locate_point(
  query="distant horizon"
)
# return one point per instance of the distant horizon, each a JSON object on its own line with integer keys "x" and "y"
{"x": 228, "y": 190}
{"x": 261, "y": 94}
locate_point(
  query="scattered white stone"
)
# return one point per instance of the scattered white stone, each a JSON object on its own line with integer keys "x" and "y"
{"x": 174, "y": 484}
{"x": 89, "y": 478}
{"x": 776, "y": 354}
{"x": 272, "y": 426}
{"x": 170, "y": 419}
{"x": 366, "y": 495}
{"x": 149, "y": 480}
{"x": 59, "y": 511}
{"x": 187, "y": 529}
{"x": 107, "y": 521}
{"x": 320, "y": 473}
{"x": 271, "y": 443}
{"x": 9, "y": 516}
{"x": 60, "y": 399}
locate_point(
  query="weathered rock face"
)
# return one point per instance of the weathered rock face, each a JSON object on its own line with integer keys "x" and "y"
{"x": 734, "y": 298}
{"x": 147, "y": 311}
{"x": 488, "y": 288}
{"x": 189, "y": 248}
━━━━━━━━━━━━━━━━
== What you have to do ==
You are asked to count the lines of the records above in which the word "query" occurs, and to give only that number.

== Exercise answer ==
3